> Task description
Transcribe the lines of the records starting with the one that has "drop a point: the dark winter jacket" in it and ending with the last, and transcribe nothing else.

> Records for processing

▼

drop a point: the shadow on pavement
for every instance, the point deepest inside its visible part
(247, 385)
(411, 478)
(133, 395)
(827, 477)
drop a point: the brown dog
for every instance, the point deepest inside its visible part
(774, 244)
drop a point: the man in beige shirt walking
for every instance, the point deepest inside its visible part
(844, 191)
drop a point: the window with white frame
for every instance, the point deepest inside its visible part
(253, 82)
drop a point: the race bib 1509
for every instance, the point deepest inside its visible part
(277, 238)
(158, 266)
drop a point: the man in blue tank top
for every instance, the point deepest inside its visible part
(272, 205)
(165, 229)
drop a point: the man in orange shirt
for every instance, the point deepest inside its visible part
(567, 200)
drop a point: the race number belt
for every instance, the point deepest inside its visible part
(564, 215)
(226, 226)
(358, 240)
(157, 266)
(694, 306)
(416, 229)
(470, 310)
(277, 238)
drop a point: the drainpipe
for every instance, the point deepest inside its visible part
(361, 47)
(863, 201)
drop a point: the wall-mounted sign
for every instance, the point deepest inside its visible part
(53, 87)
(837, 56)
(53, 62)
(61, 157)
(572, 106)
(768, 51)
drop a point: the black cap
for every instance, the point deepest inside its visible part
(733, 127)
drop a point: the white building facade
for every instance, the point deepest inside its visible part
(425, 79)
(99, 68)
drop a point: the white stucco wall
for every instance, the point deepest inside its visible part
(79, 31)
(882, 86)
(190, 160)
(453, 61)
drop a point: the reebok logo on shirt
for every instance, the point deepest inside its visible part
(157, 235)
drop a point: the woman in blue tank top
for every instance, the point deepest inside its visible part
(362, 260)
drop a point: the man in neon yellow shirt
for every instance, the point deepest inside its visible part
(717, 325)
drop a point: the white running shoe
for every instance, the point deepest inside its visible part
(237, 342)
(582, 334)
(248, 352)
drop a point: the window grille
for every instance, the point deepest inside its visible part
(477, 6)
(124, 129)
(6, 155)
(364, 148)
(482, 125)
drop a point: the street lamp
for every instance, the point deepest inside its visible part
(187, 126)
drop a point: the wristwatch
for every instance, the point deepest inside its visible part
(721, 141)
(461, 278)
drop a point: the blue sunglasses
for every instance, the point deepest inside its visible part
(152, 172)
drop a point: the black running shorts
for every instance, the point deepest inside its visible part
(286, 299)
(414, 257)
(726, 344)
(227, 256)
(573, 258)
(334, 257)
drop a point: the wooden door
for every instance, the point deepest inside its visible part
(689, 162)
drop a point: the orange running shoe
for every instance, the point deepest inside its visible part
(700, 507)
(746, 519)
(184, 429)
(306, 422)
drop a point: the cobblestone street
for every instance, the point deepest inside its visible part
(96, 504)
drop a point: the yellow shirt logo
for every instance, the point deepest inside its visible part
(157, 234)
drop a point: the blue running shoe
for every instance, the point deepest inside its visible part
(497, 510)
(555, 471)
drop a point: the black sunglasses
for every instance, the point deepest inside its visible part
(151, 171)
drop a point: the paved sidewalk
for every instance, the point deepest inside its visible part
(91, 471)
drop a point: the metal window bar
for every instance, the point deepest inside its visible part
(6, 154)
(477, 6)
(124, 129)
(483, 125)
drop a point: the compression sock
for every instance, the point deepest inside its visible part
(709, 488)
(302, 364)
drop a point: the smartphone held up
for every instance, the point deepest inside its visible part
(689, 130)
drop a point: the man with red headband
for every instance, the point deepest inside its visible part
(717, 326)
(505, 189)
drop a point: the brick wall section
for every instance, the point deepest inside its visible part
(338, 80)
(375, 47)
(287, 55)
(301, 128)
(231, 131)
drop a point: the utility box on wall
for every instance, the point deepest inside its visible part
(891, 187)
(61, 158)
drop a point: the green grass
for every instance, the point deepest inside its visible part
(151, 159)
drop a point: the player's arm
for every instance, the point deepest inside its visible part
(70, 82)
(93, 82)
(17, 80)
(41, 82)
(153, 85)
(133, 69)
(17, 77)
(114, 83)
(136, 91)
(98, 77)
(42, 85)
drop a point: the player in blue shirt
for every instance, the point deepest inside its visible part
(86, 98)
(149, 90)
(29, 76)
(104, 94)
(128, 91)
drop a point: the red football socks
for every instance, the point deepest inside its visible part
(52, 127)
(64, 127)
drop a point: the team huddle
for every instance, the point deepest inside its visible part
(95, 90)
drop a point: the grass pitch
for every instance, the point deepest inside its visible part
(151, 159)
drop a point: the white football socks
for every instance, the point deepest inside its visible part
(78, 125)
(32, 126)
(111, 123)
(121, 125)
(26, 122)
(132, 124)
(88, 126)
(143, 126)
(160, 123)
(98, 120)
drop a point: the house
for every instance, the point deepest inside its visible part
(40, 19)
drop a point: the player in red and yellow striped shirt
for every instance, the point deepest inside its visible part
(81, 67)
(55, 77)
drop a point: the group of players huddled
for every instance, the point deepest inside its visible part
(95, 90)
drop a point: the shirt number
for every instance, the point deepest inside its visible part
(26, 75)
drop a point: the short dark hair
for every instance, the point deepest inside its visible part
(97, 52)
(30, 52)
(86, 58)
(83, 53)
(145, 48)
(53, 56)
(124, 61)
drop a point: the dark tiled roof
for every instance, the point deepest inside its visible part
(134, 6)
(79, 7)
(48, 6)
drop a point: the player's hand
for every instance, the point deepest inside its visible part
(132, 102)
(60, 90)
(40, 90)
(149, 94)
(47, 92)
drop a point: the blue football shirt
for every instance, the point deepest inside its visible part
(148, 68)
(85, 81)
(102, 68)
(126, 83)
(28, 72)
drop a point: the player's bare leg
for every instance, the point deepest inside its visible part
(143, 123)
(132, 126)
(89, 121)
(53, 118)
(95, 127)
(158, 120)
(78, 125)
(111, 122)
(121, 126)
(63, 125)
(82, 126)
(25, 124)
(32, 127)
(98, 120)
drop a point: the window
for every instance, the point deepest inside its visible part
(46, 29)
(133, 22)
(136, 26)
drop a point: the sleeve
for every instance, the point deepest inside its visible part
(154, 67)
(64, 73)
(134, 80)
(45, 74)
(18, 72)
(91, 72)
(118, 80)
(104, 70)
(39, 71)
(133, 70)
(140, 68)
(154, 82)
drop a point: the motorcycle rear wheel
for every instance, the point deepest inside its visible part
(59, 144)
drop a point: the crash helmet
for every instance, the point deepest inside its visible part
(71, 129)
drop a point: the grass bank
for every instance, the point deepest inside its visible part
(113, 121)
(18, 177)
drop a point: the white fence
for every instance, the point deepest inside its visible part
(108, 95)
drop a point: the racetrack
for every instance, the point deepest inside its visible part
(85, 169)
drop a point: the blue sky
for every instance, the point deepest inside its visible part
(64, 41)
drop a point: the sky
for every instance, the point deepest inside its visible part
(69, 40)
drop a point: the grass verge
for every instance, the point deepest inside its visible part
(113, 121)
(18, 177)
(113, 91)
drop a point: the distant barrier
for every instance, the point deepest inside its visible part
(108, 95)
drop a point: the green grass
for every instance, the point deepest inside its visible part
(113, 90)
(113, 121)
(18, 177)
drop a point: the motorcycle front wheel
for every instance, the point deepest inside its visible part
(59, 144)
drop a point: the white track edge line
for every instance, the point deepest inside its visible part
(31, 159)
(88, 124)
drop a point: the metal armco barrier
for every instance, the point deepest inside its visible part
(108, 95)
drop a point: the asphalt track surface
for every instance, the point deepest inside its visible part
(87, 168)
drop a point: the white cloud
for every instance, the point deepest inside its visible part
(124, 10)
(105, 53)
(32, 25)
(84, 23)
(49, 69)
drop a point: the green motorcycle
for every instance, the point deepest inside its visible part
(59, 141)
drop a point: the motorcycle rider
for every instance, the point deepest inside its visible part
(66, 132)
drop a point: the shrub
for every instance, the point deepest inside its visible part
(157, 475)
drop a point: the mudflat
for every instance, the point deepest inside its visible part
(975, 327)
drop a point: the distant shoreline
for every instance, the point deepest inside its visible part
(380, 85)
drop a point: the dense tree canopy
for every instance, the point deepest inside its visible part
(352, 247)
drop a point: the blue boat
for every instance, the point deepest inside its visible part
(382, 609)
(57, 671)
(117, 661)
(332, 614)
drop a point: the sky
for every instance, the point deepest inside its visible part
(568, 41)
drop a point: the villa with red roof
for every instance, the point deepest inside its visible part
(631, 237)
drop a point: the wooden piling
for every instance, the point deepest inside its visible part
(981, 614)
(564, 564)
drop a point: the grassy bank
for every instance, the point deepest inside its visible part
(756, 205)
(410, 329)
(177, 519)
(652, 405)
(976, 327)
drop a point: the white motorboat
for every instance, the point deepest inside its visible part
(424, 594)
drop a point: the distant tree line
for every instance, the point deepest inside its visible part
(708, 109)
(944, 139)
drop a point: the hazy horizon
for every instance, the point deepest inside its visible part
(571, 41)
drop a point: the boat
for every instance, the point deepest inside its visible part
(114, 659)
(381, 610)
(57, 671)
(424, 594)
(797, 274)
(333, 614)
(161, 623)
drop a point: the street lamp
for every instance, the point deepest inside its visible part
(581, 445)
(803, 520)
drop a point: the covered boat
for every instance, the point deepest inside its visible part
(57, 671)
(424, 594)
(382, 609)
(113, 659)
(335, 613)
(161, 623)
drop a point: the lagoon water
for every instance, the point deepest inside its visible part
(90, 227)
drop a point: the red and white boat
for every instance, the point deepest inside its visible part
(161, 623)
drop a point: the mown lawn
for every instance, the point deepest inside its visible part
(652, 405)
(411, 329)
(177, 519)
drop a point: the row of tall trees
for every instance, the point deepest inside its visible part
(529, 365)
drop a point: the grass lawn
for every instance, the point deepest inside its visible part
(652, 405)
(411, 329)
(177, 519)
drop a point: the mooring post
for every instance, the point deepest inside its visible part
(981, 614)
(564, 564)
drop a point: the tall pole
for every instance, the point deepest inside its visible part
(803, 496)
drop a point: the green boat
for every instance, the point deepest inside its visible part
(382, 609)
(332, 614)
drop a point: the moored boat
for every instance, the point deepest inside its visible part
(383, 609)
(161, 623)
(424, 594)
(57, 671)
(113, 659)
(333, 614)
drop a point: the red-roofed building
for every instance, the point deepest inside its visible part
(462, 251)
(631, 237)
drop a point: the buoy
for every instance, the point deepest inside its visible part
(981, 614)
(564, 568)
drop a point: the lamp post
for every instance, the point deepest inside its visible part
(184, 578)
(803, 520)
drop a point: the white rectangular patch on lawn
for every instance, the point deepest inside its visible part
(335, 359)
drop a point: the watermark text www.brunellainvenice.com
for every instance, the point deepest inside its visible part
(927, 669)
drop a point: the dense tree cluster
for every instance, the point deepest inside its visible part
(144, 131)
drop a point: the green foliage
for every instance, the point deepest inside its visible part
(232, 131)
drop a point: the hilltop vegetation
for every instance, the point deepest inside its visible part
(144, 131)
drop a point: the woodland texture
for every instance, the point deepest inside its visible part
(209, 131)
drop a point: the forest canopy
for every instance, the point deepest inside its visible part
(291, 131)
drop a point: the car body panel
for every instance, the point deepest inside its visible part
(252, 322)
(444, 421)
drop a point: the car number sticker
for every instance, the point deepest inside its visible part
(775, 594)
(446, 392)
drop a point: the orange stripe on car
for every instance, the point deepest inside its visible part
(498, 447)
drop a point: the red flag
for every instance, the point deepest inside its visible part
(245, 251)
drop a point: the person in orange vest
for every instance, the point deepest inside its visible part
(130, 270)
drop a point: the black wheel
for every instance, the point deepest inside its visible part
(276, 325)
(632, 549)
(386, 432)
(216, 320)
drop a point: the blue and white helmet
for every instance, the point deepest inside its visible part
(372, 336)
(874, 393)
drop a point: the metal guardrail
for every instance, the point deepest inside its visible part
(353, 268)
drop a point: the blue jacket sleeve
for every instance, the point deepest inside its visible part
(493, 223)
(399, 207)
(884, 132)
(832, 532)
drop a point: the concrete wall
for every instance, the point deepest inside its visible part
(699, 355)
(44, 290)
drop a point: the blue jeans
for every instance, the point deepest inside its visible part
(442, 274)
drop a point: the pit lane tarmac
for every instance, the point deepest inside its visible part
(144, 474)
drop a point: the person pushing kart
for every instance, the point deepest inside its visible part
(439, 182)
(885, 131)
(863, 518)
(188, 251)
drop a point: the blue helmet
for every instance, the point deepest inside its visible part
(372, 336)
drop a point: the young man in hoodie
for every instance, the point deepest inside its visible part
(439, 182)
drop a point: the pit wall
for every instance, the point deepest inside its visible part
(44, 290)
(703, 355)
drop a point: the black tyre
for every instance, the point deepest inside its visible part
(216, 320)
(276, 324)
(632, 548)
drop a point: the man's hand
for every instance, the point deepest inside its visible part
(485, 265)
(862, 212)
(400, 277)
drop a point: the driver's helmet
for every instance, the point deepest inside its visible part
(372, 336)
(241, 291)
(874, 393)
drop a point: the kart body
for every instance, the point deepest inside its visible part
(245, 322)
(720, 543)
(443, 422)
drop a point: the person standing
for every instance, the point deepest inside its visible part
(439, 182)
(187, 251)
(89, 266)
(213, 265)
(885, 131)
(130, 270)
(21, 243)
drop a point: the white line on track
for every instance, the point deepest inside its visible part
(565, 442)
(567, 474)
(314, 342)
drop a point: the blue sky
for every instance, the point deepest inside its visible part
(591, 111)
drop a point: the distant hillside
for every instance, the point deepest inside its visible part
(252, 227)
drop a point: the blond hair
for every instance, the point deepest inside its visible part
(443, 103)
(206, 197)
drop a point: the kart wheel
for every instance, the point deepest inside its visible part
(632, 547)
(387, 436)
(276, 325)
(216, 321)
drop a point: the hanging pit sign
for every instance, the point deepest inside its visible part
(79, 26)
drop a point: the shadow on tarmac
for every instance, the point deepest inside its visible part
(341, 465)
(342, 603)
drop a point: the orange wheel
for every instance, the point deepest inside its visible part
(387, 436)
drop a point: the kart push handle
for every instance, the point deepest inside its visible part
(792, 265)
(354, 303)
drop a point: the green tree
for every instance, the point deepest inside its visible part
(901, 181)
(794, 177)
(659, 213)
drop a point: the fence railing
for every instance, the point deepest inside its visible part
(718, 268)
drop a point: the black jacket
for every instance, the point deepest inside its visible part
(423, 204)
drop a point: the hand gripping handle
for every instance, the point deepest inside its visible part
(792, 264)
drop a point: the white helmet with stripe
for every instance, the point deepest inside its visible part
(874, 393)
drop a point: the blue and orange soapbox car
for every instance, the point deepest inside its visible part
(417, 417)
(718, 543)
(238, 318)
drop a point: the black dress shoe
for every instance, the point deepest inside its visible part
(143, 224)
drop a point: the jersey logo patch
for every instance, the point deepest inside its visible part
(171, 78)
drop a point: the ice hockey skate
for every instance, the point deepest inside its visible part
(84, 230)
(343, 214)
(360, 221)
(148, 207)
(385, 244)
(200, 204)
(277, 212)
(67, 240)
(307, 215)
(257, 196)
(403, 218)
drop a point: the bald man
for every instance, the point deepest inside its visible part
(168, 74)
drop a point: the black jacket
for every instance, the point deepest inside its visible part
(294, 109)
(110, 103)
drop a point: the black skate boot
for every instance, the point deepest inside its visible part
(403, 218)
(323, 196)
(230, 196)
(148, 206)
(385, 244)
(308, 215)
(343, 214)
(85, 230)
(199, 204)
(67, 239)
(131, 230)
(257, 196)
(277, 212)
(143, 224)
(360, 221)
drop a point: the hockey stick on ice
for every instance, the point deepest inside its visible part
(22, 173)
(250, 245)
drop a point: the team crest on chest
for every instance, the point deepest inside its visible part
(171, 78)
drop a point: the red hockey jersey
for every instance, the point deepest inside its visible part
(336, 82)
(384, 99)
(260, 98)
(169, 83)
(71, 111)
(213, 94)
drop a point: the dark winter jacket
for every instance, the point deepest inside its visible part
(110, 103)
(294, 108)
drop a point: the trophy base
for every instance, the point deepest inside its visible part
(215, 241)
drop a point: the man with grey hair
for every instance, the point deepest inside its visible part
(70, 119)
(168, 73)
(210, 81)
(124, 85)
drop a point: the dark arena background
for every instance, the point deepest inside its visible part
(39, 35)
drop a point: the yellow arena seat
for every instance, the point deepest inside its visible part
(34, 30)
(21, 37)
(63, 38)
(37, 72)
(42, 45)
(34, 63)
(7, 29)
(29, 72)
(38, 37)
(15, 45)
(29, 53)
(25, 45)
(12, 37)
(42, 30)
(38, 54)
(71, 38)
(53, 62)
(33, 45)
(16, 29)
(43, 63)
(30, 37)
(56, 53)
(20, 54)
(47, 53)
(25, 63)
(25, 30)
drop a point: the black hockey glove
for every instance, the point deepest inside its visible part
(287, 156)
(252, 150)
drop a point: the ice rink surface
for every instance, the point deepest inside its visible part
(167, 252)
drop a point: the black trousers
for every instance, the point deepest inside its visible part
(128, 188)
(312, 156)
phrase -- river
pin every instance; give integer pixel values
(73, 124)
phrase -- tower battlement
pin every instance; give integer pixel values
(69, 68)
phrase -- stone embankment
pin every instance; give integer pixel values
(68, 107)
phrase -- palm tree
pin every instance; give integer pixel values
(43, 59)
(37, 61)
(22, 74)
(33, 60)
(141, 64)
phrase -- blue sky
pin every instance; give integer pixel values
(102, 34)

▲

> Result for this task
drop a point: the dark winter jacket
for every instance, the point deepest inside its visible part
(110, 103)
(294, 108)
drop a point: the trophy base
for every instance, the point deepest inside its visible part
(215, 241)
drop a point: the man with grey hair
for every instance, the point deepest inside its visible part
(70, 119)
(168, 73)
(210, 81)
(124, 85)
drop a point: the dark arena background
for every instance, the point deepest inside its visible part
(39, 35)
drop a point: the yellow arena seat
for every instance, the point deepest inside its visible part
(34, 30)
(21, 37)
(63, 38)
(37, 72)
(42, 45)
(34, 63)
(7, 29)
(29, 72)
(38, 37)
(15, 45)
(29, 53)
(25, 45)
(12, 37)
(42, 30)
(38, 54)
(71, 38)
(53, 62)
(33, 45)
(16, 29)
(43, 63)
(30, 37)
(56, 53)
(20, 54)
(47, 53)
(25, 63)
(25, 30)
drop a point: the black hockey glove
for every instance, the point deepest inside its visible part
(287, 156)
(252, 150)
drop a point: the ice rink surface
for every instance, the point deepest inside its visible part
(167, 252)
drop a point: the black trousers
for every instance, the point deepest inside its visible part
(128, 188)
(312, 156)
phrase -- river
pin every instance; give integer pixel values
(73, 124)
phrase -- tower battlement
pin every instance; give integer pixel values
(69, 68)
phrase -- stone embankment
pin every instance; give integer pixel values
(68, 107)
phrase -- palm tree
pin every instance; give integer pixel values
(43, 59)
(37, 61)
(22, 74)
(33, 60)
(141, 64)
phrase -- blue sky
pin every instance; give integer pixel values
(102, 34)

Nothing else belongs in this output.